(Beginning of EXTRACT PROVIDED)

Howard begins his account by telling us: "The circumstances which excited me to activity on their behalf was the seeing, some-who by the verdict of juries were declared not guilty; some-in whom the grand jury did not find such appearance of guilt as subjected them to trial; (this safeguard has quite lately been destroyed) and some-whose prosecutors did not appear against them—after having been confined for months, dragged back to gaol, and locked up again till they should pay sundry fees to the gaoler, the clerk of assize, etc." Failing to obtain a

remedy he was led to visit the county gaols, where he was struck by the prevalence of the pestilential gaol fever and confluent smallpox. More prisoners, he said, were killed by gaol fever than by all the executions. At his own cost he travelled the country on horseback, his clothes after visiting the prisons being too offensive to permit of travelling in a chaise.

In these prisons were confined the felons, the persons accused of slight offences, the insane, the bankrupts, the debtors, the idle apprentice and the beggar, the deserter and the pirate. They had no work, for they had neither tools nor materials of any kind. In many gaols, he says, debtors who would work are not permitted to have any tools lest they should furnish felons with them for escape or other mischief. There was no provision for the relief of the sick, so that Howard says at the quarter sessions you see prisoners covered (hardly covered) with rags; almost famished; and sick of diseases which the discharged spread where they go; and with which those who are sent to the county gaols infect these prisons.

The provision of food was equivalent to starvation. There were several bridewells in which prisoners had no allowance of food at all. In some the keeper farmed what little was allowed them; and where he engaged to supply each prisoner with one or two pennyworth of bread a day, "I have known this shrunk to half, sometimes less than half the quantity, cut or broken from his own loaf." Even the pennyworth was only half or less than half the quantity it was when the value was originally fixed. Generally all was eaten at breakfast. The truth is, says Howard, some debtors are the most pitiable objects in our gaols. In above half the gaols the debtors have no bread; although this is granted to the highwayman, the housebreaker and the murderer. 32 George II. provided for debtors to receive 4d. a day from their creditors. But the cost of suing for it was such that it was often equivalent to the small debts for which they were imprisoned, and beyond their means, so that in all his journeys he found only twelve in all England and Wales who had obtained it. He speaks of the extortion of the bailiffs in the sponging houses to which debtors were carried.

(End of EXTRACT PROVIDED)

REQUIRED ACTIONS:
**1.** In the account of gaol conditions, what did Howard say killed more prisoners than all the executions?
**2.** Decide whether each statement agrees with the account of gaol conditions. Answer yes or no, and quote the deciding words.
(a) Howard made his journeys by chaise.
(b) In more than half the gaols, debtors received no bread.
(c) Howard found many debtors who had obtained the 4d. a day from their creditors.
**3.** Translate this sentence from the account of gaol conditions into French: "They had no work, for they had neither tools nor materials of any kind."

(Beginning of DATA SUPPLIED)

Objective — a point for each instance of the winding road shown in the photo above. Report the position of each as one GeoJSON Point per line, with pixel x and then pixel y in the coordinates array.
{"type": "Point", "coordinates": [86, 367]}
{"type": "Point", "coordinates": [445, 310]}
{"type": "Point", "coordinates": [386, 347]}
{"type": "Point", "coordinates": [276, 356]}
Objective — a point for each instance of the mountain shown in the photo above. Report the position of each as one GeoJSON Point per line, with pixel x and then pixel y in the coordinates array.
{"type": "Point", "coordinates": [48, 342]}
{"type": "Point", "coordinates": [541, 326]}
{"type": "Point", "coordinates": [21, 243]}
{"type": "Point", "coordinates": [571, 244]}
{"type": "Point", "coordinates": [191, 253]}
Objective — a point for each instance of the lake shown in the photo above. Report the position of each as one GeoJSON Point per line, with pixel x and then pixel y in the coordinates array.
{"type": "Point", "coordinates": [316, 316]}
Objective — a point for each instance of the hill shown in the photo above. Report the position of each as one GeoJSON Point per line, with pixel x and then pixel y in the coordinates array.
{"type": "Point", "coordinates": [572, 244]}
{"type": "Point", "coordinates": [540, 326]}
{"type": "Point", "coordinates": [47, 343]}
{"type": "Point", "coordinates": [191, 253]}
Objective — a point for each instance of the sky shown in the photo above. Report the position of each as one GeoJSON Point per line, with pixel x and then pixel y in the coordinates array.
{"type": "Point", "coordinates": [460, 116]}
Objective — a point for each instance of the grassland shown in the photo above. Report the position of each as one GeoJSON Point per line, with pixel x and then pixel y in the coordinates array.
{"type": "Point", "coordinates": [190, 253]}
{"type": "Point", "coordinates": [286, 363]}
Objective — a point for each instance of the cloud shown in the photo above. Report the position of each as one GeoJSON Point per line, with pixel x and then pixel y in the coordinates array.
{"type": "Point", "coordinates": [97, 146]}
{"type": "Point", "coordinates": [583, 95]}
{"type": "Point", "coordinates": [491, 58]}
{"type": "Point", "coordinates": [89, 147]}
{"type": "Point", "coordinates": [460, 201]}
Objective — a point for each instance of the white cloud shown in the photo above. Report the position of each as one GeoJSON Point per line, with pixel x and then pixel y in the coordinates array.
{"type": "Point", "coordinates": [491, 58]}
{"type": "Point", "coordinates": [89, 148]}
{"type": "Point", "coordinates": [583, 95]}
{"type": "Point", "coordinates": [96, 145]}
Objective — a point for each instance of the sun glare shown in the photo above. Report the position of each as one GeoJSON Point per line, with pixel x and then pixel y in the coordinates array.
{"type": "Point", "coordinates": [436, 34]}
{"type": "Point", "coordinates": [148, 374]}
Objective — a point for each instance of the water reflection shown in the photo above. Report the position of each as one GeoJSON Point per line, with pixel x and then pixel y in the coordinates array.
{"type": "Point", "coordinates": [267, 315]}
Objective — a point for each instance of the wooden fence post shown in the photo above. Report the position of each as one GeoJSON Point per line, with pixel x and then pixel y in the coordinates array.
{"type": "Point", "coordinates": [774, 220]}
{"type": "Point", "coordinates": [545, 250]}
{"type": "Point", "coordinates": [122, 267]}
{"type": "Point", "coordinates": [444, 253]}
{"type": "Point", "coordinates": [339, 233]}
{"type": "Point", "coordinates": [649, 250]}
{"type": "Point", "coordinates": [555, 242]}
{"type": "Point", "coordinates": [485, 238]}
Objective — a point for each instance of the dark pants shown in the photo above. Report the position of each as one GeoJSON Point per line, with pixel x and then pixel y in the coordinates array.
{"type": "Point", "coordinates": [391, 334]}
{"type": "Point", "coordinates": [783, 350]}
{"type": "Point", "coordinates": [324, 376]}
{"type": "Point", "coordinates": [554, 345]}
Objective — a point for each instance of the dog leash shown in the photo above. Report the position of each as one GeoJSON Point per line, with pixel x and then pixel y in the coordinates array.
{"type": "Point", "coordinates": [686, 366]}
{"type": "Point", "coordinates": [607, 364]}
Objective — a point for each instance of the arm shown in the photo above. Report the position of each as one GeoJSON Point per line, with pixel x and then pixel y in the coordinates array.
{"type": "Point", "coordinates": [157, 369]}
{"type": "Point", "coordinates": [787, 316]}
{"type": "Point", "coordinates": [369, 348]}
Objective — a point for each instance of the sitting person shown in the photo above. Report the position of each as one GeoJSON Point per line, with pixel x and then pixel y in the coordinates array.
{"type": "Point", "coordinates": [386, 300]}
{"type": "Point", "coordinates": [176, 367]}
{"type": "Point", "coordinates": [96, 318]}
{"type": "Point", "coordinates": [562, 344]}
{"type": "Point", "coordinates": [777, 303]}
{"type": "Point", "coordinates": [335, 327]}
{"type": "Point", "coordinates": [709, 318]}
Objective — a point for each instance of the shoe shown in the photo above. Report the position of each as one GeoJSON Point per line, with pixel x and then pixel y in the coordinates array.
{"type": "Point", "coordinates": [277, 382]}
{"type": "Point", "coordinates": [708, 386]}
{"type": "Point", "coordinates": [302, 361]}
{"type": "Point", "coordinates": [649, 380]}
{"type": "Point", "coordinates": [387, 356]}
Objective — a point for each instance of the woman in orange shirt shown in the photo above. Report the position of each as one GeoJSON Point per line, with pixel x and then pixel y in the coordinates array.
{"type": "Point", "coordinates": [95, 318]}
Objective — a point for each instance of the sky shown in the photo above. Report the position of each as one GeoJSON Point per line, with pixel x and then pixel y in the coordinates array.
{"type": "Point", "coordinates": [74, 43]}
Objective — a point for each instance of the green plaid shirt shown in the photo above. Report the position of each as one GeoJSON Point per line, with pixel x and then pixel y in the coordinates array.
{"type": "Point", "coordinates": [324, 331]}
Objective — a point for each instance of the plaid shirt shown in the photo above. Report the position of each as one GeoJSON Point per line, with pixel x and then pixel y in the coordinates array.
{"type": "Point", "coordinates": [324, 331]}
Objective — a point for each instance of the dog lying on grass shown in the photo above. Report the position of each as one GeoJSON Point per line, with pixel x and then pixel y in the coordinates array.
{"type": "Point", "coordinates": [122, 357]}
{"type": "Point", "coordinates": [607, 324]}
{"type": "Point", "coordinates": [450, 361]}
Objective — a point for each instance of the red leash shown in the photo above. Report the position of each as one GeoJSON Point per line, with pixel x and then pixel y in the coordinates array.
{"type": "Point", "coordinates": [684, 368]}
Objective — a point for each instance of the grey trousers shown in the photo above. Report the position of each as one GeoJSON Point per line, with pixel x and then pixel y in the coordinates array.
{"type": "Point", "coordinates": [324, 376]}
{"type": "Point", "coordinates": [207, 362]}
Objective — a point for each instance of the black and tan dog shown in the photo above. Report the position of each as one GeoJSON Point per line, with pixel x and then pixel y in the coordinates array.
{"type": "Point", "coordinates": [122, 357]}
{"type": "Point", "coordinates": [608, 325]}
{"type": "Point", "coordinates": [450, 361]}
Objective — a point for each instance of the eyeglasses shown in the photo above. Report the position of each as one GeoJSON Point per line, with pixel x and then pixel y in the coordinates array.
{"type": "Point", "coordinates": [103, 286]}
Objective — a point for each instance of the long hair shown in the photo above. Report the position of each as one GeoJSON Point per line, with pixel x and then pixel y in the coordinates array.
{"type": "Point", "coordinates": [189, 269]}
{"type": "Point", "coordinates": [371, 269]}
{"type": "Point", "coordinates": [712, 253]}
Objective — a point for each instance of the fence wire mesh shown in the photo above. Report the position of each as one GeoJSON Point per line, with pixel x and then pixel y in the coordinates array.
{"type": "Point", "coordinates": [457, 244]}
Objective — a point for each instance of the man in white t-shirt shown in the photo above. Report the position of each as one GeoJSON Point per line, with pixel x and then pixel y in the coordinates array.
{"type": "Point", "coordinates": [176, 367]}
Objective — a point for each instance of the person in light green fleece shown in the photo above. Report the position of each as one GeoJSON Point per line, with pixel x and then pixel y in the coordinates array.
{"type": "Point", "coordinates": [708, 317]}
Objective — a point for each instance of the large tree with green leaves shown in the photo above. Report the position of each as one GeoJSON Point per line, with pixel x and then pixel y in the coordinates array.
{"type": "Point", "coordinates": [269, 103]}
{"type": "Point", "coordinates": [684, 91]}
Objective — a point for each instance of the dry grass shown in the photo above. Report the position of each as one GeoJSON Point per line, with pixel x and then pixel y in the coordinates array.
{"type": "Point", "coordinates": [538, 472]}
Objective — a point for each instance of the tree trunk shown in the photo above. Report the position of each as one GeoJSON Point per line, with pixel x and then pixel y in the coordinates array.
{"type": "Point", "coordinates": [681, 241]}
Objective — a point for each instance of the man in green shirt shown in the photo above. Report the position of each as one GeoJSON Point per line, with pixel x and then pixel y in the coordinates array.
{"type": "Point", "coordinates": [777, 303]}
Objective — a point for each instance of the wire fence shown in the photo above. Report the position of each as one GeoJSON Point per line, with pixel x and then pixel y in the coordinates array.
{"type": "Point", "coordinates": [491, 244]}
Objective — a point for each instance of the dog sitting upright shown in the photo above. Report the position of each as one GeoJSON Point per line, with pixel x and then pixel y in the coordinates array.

(End of DATA SUPPLIED)

TASK-BY-TASK ANSWERS:
**1.** Gaol fever.

**2.**
(a) No: "his clothes after visiting the prisons being too offensive to permit of travelling in a chaise."
(b) Yes: "In above half the gaols the debtors have no bread"
(c) No: "he found only twelve in all England and Wales who had obtained it."

**3.** Ils n'avaient pas de travail, car ils n'avaient ni outils ni matériaux d'aucune sorte.